Give back each line of the listing precisely as written.
++++++
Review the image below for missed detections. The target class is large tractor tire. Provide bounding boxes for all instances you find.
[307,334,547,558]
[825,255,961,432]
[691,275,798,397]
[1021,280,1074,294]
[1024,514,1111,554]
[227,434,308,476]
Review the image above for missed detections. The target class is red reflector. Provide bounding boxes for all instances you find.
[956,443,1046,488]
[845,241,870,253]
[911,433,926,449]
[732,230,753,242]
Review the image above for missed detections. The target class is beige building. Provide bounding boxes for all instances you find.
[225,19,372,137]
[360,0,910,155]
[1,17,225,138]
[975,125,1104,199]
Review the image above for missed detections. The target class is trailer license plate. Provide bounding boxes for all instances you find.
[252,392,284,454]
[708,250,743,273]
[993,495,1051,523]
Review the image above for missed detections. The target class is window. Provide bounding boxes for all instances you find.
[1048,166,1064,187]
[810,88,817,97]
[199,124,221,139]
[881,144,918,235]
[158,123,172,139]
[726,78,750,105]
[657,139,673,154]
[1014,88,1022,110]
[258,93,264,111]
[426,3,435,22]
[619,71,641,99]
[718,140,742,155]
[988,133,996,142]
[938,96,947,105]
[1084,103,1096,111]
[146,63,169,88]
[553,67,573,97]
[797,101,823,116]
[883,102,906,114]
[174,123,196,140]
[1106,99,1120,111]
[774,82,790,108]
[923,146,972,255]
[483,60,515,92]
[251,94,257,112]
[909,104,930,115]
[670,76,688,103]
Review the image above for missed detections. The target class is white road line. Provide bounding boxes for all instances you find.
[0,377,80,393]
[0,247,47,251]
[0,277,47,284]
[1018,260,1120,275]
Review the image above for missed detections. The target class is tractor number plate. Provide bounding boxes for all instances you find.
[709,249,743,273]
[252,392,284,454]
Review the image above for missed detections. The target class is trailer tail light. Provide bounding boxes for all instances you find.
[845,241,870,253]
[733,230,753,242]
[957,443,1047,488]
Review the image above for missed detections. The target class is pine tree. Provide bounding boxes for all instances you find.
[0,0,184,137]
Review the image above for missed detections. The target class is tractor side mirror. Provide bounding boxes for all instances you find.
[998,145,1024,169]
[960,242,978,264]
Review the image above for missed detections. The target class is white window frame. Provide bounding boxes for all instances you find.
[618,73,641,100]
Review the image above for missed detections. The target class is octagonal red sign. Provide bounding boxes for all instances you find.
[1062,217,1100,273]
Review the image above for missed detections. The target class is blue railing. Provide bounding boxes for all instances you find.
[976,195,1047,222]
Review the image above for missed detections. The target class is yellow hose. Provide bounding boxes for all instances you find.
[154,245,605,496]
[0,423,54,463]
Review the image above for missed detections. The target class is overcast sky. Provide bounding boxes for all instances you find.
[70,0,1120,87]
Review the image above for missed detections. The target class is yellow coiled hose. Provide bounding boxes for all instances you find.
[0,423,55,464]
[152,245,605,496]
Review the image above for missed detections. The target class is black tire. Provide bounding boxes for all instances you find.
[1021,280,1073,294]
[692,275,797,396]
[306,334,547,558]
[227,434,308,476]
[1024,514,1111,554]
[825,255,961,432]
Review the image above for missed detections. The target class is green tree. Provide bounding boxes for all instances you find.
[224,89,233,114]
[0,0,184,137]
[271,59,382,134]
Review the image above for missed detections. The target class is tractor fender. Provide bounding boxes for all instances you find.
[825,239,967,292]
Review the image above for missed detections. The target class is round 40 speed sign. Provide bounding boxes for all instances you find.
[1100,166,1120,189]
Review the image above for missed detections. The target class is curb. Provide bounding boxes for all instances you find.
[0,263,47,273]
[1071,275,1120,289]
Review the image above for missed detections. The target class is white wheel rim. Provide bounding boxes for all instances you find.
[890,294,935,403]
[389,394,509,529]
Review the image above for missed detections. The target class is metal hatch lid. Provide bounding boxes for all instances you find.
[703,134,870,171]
++++++
The answer
Review the image below for missed detections. The target class is large tractor tire. Provide bounding boxes for all instances you find.
[307,334,547,558]
[825,255,961,432]
[691,275,798,397]
[1021,280,1074,294]
[1024,514,1111,554]
[227,434,308,476]
Review the image above for missed detections. The target class is red reflector. Provide bounding boxes for all instances you find.
[956,443,1046,488]
[845,241,870,253]
[911,433,926,449]
[732,230,753,242]
Review the image above for missed detections. The target class is beige building. Provide bounding boxes for all instances you find.
[225,19,372,137]
[360,0,910,155]
[1,17,225,138]
[975,125,1104,199]
Review the image above for missed detections. The target class is trailer license plate. Provide bounding boxes for all instances you find.
[252,392,284,454]
[708,250,743,273]
[993,495,1051,523]
Review the image above for missed detections. The target class is window. Provide bounding boxes for all instances you find.
[1048,166,1064,187]
[810,88,817,97]
[199,124,221,139]
[881,144,918,235]
[158,123,172,139]
[726,78,750,105]
[657,139,673,154]
[1014,88,1022,110]
[258,93,264,111]
[426,3,435,22]
[619,71,641,99]
[718,140,742,155]
[988,133,996,142]
[938,96,947,105]
[1084,103,1096,111]
[146,63,169,88]
[553,67,573,97]
[797,101,823,116]
[883,102,906,114]
[174,123,196,140]
[1106,99,1120,111]
[774,82,790,108]
[923,146,972,255]
[483,60,515,92]
[251,94,257,112]
[909,104,930,115]
[670,76,688,103]
Review the image above for missed detections. The target class is white road line. Provide bounding boxes for all instances you find.
[0,377,80,393]
[0,247,47,251]
[0,277,47,284]
[1018,260,1120,275]
Review the image above for missed detections. The target class is tractor number plate. Provide bounding boxes for all instances you find.
[709,249,743,273]
[252,392,284,454]
Review the image above for missed detections. The target class is trailer tail light. Provide bounding boxes for all instances you find.
[845,241,870,253]
[733,230,753,242]
[957,443,1047,488]
Review the image above for missed detections. The target class is pine tree. Provide bounding boxes for all instances you find.
[0,0,184,137]
Review the image above for missed detections. The target class is tractor side mirror. Provide bounding boxes for all instances you find.
[998,145,1024,169]
[960,242,978,264]
Review the image above for missed detections. The target class is white window frame. Provide bounding boxes for all instances you find.
[618,73,641,100]
Review the image above for missed detections. The target class is octagonal red sign. Provide bounding boxes for all instances you find.
[1062,217,1100,273]
Review the image above for missed detections. The target class is blue railing. Provide bounding boxes for all instances you find.
[976,195,1047,222]
Review the image above for missed detections. The target class is yellow hose. Provide bounding boxes for all instances you find.
[154,245,605,496]
[0,423,54,463]
Review the image above for missed detections. The target class is overcast sky. Provide bounding boxes for all instances you find.
[70,0,1120,87]
Review the image above for missed detections. The target class is yellow coiled hose. Provide bounding boxes for all instances you find.
[0,423,55,464]
[152,245,605,496]
Review the image above for missed detections. The target class is black tire. Provide bounding boxes for all instances you find.
[1021,280,1073,294]
[692,275,797,396]
[306,334,547,558]
[227,434,308,476]
[1024,514,1111,554]
[825,255,961,432]
Review the image above for missed detections. The target class is green tree. Provide bounding boxes for all instances you find.
[224,89,233,114]
[0,0,184,137]
[271,59,382,134]
Review the image above for missed detections. The target class is tractor fender. Provide bounding boxes for all instances you find.
[825,239,967,292]
Review the image above for missed detections. The target class is round 40 speed sign. Provide bounding boxes for all instances you find.
[1100,166,1120,189]
Review the image above for missed detections. The target class is curb. Provide bounding boxes for all instances you find.
[0,263,47,273]
[1071,275,1120,289]
Review the image above for missed detections. The target class is white wheel rim. Provide bounding boxes for all instances you find.
[890,294,935,403]
[389,394,509,529]
Review the image above for missed detections. The target class is metal hatch lid. Provide bounding boxes for all instances you find.
[703,134,870,171]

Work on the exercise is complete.